[Opening Selected passage section]

Introducing Tay, Princeton's new AI assistant for students

Note: I know there used to be a Microsoft chatbot called Tay that went rogue. That’s not gonna happen here.

Last week, I launched a chatbot to help Princeton students answer any questions they have about campus. Since then, we’ve handled over 1300 conversations across topics like academics, social life, and events.

Tay taps directly into the informal knowledge that students have about campus. It reads listserv emails so it can tell you exactly what events are happening, what clubs are meeting, and whether there is free boba being offered somewhere that day (a very important use case).

It also has specific tooling related to eating clubs, the Princeton equivalent of frats, which most people are obsessed about joining. We have specific information about the vibe of each club, questions that you might get asked, and general procedures for how joining and deliberations look like.

Of course, we didn’t miss out on all the official information either. Tay can refer to any webpage on the Princeton domain and has integrations with Princeton Courses to get class data and student reviews.

Technical design

The chatbot generally operates on a RAG pipeline build on top of OpenAI and MongoDB Atlas Search. The database has roughly 150K embedded document chunks. Some key components of the pipeline include:

Query Enhancer - Before performing retrieval, the query is rewritten with an LLM call to include relevant context from the ongoing conversation. The prompt had to include several specific instructions in order to maximize performance within the college student domain. For instance, we specify ways for the LLM to handle acronyms and other shorthand language that is common among college students. In many cases, we would instruct the model to not expand unknown acronyms because of a high probability of hallucination.
Hybrid Search - We use reciprocal rank fusion (RRF) to combine results from full text search and vector search, both of which are done easily through MongoDB. Hybrid search plays a key role in responding to queries with terms that are not natively known to the LLM (e.g. acronyms, slang, and department codes) and is necessary for good performance.

[Closing Selected passage section]

> _Work task_: Translate this sentence from the technical design section of the post about Tay into Spanish: "The database has roughly 150K embedded document chunks."

[Opening Recorded information section]

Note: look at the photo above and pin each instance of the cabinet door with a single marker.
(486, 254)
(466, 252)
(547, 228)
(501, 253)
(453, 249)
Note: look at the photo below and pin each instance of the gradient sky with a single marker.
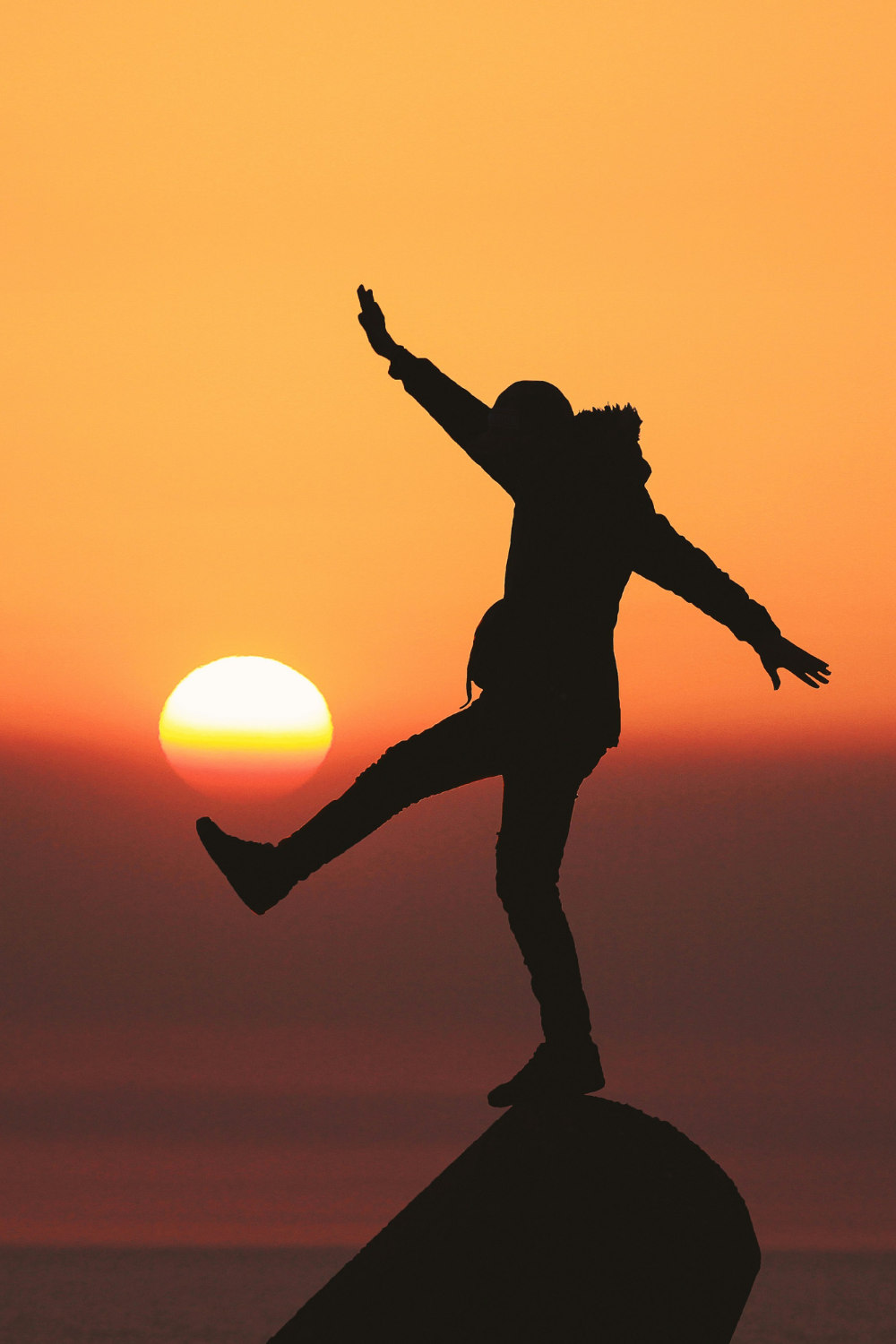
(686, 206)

[Closing Recorded information section]
[Opening Recorded information section]

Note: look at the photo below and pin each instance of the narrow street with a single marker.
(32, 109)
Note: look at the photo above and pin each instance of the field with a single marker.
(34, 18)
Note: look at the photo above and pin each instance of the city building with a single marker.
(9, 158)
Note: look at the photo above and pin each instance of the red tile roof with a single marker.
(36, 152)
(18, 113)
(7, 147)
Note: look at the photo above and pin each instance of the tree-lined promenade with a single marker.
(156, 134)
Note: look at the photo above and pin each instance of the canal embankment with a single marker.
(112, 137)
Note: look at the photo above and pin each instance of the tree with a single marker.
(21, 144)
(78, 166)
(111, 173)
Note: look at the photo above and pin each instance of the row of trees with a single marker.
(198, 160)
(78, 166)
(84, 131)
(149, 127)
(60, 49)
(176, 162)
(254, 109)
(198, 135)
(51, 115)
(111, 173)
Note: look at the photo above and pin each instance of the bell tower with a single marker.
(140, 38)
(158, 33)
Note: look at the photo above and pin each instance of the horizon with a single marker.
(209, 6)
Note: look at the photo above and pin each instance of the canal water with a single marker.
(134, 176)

[Closing Recorded information section]

> _Answer space_: La base de datos tiene aproximadamente 150 000 fragmentos de documentos incrustados.